Document passage:
## START

Does This Set Form a Basis for R2?

[MienTommy]

Does this set span R_2? Is this set a basis for R_2? How many dimensions does it have?

1 -4
2 3
-4 6

This can be row reduced to
1 0
0 1
0 0

In row-reduced echelon form

I couldn't find the formatting to format this into a matrix, but these are column vectors.

 

[S.G. Janssens]

What do you think? Recall your definitions (of "span", "basis" and "dimension") and it should not be hard to answer this question. (BTW: Strictly speaking, the set of these two column vectors does not have any dimension, because the notion of "dimension" in an LA context applies only to linear (sub)spaces.)

 

[HallsofIvy]

I, personally, dislike setting vectors into matrices. I would prefer to use the basic definitions. Also, it can be confusing whether you intend the vectors to be the rows or columns. Actually, I think it is more common to do it as columns but, here, since you specify $R^2$, it is clear you intend the rows, (1, -4), (2, 3), and (-4, 6). One of the things you should know is that if the vector space has dimension "n", then NO set containing more than n vectors can be independent. (And no set containing fewer than n vectors can span the space.)

Here, you have three vectors while $R^2$ has dimension 2 so they cannot be independent and so cannot be a basis. The can still span the space. A set of vectors "spans" a space if and only if every vector in that space can be written as a linear combination of vectors in the spatce. Here, any vector in $R^2$ can be written as "(x, y)". Do there exist numbers, A, B, C, such that A(1, -4)+ B(2, 3)+ C(-4, 6)= (x, y). Can we find A, B, C such that A+ 2B- 4C= x and -4A+ 3B+ 6C= y for any x and y? If we multiply the first equation by 2 and add to the second (equivalent to your "row reduction") we cancel "A" and get 7B- 2C= 2x+ y. We now have only that single equation but that means that, given any value for B, we have C= (7/2)B- x- y/2. B can be any number, there are, in fact, an infinite number of such linear combinations (more than one is a consequence of this set NOT being independent). Yes, this set spans $R^2$. No, it is not a basis.[/B]

 

[S.G. Janssens]

it is clear you intend the rows, (1, -4), (2, 3), and (-4, 6).

## END

Task requirements:
(a) In the thread, list the terms whose definitions S.G. Janssens tells the poster to recall.
(b) Copy the part of the thread from "In row-reduced echelon" to "to linear (sub)spaces.)" word for word.

Given information:
## START

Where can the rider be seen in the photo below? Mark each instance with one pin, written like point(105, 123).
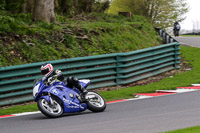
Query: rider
point(51, 75)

## END

Solutions to the problems:
(a) span, basis, dimension

(b)
In row-reduced echelon form

I couldn't find the formatting to format this into a matrix, but these are column vectors.

 

[S.G. Janssens]

What do you think? Recall your definitions (of "span", "basis" and "dimension") and it should not be hard to answer this question. (BTW: Strictly speaking, the set of these two column vectors does not have any dimension, because the notion of "dimension" in an LA context applies only to linear (sub)spaces.)